• **The task**: Pick out every line of the material below that contains the string "shirt", and copy each one. Letter case counts.

• **Source records**:
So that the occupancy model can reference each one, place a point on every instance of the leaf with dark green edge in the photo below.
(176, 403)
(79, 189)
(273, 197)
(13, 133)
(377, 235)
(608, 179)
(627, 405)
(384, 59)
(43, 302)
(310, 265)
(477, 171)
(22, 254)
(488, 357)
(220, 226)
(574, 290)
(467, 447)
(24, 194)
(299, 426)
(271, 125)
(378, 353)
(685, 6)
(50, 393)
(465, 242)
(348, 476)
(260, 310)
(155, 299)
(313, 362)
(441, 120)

* * *

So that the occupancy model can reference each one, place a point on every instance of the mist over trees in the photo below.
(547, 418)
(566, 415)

==

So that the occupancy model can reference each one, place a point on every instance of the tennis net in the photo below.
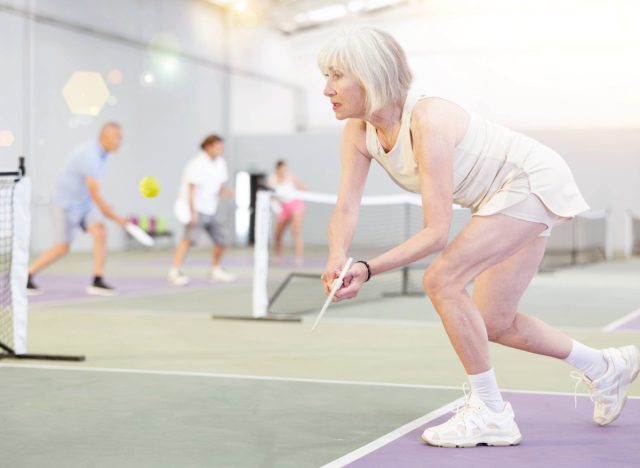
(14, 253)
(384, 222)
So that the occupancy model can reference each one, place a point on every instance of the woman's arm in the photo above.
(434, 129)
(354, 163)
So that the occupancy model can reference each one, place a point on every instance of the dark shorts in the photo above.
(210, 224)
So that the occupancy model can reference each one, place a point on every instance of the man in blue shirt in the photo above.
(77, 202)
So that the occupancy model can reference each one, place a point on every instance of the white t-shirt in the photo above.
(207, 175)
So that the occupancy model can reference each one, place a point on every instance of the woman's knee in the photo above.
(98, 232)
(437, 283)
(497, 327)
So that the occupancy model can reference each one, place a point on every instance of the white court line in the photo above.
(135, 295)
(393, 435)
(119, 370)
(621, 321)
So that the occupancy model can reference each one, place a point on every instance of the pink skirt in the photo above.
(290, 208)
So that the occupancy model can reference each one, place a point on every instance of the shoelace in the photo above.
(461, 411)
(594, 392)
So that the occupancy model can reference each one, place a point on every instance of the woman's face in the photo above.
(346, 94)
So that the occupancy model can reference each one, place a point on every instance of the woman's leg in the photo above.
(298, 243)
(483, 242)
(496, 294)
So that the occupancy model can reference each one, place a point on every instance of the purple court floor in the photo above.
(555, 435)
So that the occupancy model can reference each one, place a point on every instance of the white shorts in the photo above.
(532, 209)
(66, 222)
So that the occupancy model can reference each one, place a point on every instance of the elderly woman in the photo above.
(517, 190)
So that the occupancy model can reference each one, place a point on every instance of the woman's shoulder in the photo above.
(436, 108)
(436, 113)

• **Written reply**:
So that the occupancy model can reference each one, place a point on every instance of the man in blue shirt in the photo above.
So that the occupancy model can reference each one, place a point on every instance of the white t-shirt in the photo above.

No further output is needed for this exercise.